**SET EXERCISE**
Copy every line of the listing below exactly as it appears.

**DATA PROVIDED**
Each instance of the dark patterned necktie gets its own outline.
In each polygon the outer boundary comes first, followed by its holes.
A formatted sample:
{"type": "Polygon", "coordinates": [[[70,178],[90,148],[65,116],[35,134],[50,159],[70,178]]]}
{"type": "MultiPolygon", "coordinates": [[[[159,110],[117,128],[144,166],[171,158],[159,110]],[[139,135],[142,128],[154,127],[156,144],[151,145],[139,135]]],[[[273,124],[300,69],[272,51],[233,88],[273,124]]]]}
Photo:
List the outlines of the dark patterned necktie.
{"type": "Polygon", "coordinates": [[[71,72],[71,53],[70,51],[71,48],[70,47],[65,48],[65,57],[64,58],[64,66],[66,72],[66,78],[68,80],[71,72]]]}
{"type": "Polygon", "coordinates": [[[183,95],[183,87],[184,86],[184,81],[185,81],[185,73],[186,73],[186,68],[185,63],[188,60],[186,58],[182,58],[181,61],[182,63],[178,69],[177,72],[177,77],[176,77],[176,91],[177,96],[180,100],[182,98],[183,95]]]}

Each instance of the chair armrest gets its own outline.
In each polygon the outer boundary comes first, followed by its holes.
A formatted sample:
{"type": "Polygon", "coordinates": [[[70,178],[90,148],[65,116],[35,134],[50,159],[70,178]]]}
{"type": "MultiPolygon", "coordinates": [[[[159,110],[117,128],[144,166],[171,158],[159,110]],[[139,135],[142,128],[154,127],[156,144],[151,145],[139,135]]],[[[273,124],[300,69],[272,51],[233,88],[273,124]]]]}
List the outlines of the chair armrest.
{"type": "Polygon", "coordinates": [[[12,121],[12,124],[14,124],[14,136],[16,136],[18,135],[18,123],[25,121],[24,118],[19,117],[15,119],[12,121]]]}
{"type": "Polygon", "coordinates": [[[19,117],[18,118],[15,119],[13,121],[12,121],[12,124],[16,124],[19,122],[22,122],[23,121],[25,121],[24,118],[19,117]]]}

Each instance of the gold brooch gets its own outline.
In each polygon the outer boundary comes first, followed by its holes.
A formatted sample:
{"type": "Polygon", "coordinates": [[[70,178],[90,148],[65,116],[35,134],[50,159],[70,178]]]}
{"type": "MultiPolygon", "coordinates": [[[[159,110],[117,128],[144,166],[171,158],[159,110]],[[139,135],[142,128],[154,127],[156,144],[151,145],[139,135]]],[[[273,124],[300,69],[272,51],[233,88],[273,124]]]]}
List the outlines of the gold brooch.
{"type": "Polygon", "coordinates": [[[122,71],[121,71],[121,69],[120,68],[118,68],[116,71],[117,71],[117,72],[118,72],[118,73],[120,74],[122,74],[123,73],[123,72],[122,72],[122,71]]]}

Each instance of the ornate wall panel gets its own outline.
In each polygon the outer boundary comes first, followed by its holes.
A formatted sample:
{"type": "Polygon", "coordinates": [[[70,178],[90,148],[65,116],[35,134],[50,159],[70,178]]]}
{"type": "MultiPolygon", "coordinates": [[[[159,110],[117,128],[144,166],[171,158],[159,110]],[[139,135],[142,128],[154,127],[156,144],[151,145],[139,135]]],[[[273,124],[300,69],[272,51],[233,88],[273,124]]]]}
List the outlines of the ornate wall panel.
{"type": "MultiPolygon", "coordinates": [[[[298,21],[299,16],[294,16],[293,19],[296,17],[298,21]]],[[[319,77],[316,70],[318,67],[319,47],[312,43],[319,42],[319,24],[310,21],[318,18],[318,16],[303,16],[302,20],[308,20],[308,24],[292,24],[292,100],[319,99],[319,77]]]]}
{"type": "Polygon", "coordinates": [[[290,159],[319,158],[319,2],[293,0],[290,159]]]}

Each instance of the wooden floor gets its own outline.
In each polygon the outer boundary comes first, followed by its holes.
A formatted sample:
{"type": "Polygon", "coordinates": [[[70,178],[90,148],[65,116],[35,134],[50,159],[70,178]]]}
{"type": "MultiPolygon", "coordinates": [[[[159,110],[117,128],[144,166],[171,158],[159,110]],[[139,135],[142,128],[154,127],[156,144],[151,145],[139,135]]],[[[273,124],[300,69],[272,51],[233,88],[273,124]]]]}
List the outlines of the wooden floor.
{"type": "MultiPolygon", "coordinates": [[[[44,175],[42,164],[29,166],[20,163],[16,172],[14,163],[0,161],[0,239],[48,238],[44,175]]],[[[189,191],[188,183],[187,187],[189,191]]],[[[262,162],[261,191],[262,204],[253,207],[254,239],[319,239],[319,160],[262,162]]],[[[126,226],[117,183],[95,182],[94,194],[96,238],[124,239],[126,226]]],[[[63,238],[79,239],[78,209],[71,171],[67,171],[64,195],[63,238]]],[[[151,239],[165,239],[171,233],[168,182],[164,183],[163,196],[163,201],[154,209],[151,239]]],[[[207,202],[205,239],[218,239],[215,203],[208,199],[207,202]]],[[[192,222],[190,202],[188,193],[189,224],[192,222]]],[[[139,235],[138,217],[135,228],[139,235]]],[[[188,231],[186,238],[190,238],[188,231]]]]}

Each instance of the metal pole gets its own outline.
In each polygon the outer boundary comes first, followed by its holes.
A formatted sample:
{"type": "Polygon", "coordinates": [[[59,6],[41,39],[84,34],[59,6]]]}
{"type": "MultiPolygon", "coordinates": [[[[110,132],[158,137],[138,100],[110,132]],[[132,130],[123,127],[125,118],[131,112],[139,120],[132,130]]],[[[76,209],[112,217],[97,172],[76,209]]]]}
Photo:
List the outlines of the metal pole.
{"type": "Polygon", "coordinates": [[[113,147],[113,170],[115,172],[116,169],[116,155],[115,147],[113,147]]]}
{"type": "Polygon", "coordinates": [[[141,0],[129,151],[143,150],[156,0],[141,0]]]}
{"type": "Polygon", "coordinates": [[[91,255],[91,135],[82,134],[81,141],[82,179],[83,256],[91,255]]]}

**EXERCISE OUTPUT**
Each instance of the dark patterned necktie gets its own outline.
In each polygon the outer boundary comes first, followed by its holes.
A formatted sample:
{"type": "Polygon", "coordinates": [[[70,178],[90,148],[65,116],[35,134],[50,159],[70,178]]]}
{"type": "MultiPolygon", "coordinates": [[[[159,110],[117,128],[144,166],[171,158],[159,110]],[[139,135],[142,128],[154,127],[156,144],[151,145],[139,135]]],[[[273,124],[300,69],[272,51],[233,88],[273,124]]]]}
Photo:
List the outlines of the dark patterned necktie.
{"type": "Polygon", "coordinates": [[[71,72],[71,53],[70,51],[71,48],[70,47],[65,48],[65,57],[64,58],[64,66],[66,72],[66,78],[68,80],[71,72]]]}
{"type": "Polygon", "coordinates": [[[183,95],[183,87],[184,86],[184,81],[185,81],[185,73],[186,73],[186,68],[185,63],[188,60],[186,58],[182,58],[181,61],[182,63],[178,69],[177,72],[177,77],[176,77],[176,91],[177,96],[180,100],[182,98],[183,95]]]}

Each instance of the chair armrest gets its own outline.
In each polygon the outer boundary comes first, followed by its holes.
A formatted sample:
{"type": "Polygon", "coordinates": [[[70,178],[90,148],[65,116],[35,134],[50,159],[70,178]]]}
{"type": "MultiPolygon", "coordinates": [[[[159,110],[117,128],[144,166],[171,158],[159,110]],[[139,135],[142,128],[154,127],[156,144],[151,145],[139,135]]],[[[273,124],[300,69],[272,51],[233,88],[273,124]]]]}
List the outlines of the chair armrest.
{"type": "Polygon", "coordinates": [[[12,121],[12,124],[14,124],[14,136],[16,136],[18,135],[18,123],[25,121],[24,118],[19,117],[15,119],[12,121]]]}
{"type": "Polygon", "coordinates": [[[19,117],[18,118],[15,119],[13,121],[12,121],[12,124],[16,124],[19,122],[22,122],[23,121],[25,121],[24,118],[19,117]]]}

Each instance of the gold brooch gets its own outline.
In each polygon the outer boundary comes first, followed by its holes.
A formatted sample:
{"type": "Polygon", "coordinates": [[[70,178],[90,148],[65,116],[35,134],[50,159],[70,178]]]}
{"type": "MultiPolygon", "coordinates": [[[[159,110],[117,128],[144,166],[171,158],[159,110]],[[139,135],[142,128],[154,127],[156,144],[151,145],[139,135]]],[[[273,124],[300,69],[272,51],[233,88],[273,124]]]]}
List the outlines of the gold brooch.
{"type": "Polygon", "coordinates": [[[122,71],[121,71],[121,69],[120,68],[118,68],[116,71],[117,71],[117,72],[118,72],[118,73],[120,74],[122,74],[123,73],[123,72],[122,72],[122,71]]]}

Each instance of the ornate wall panel gets its own outline.
In each polygon the outer boundary comes first, followed by its holes.
A formatted sample:
{"type": "Polygon", "coordinates": [[[70,178],[90,148],[65,116],[35,134],[50,159],[70,178]]]}
{"type": "MultiPolygon", "coordinates": [[[[159,110],[117,128],[144,166],[171,158],[159,110]],[[139,135],[142,128],[154,127],[156,144],[151,145],[139,135]]],[[[273,124],[300,69],[272,51],[233,88],[273,124]]]]}
List the outlines of the ornate wall panel.
{"type": "MultiPolygon", "coordinates": [[[[298,21],[299,16],[294,16],[293,19],[296,17],[298,21]]],[[[319,77],[316,70],[318,67],[319,47],[312,43],[319,42],[319,24],[310,21],[318,18],[318,16],[303,16],[302,20],[308,20],[308,24],[292,24],[292,100],[319,99],[319,77]]]]}
{"type": "Polygon", "coordinates": [[[290,159],[319,158],[319,2],[293,0],[290,159]]]}

Each instance of the wooden floor gets its own outline.
In each polygon the outer boundary comes first, followed by its holes.
A formatted sample:
{"type": "Polygon", "coordinates": [[[70,178],[90,148],[65,116],[35,134],[50,159],[70,178]]]}
{"type": "MultiPolygon", "coordinates": [[[[159,110],[117,128],[144,166],[171,158],[159,110]],[[139,135],[142,128],[154,127],[156,144],[151,145],[139,135]]],[[[273,124],[300,69],[272,51],[233,88],[273,124]]]]}
List the outlines of the wooden floor.
{"type": "MultiPolygon", "coordinates": [[[[44,175],[42,164],[29,166],[20,163],[16,172],[14,163],[0,161],[0,239],[48,238],[44,175]]],[[[189,191],[188,183],[187,187],[189,191]]],[[[262,162],[261,191],[262,204],[253,207],[254,239],[319,239],[319,160],[262,162]]],[[[126,226],[117,183],[95,182],[94,194],[96,238],[124,239],[126,226]]],[[[63,238],[79,239],[78,209],[71,171],[67,171],[64,195],[63,238]]],[[[151,239],[165,239],[171,233],[168,182],[164,183],[163,196],[163,201],[154,209],[151,239]]],[[[207,202],[205,239],[218,239],[215,203],[208,199],[207,202]]],[[[192,222],[190,202],[188,193],[189,224],[192,222]]],[[[139,235],[138,217],[135,228],[139,235]]],[[[188,231],[186,238],[190,238],[188,231]]]]}

Each instance of the metal pole gets its own outline.
In each polygon the outer boundary comes first, followed by its holes.
A formatted sample:
{"type": "Polygon", "coordinates": [[[59,6],[41,39],[84,34],[59,6]]]}
{"type": "MultiPolygon", "coordinates": [[[[110,132],[158,137],[138,100],[110,132]],[[132,130],[123,127],[125,118],[131,112],[139,120],[132,130]]],[[[76,209],[112,217],[97,172],[76,209]]]]}
Photo:
List the outlines of the metal pole.
{"type": "Polygon", "coordinates": [[[113,147],[113,170],[115,172],[116,169],[116,155],[115,147],[113,147]]]}
{"type": "Polygon", "coordinates": [[[141,0],[129,151],[143,150],[156,0],[141,0]]]}
{"type": "Polygon", "coordinates": [[[91,255],[91,135],[82,134],[81,141],[82,179],[83,256],[91,255]]]}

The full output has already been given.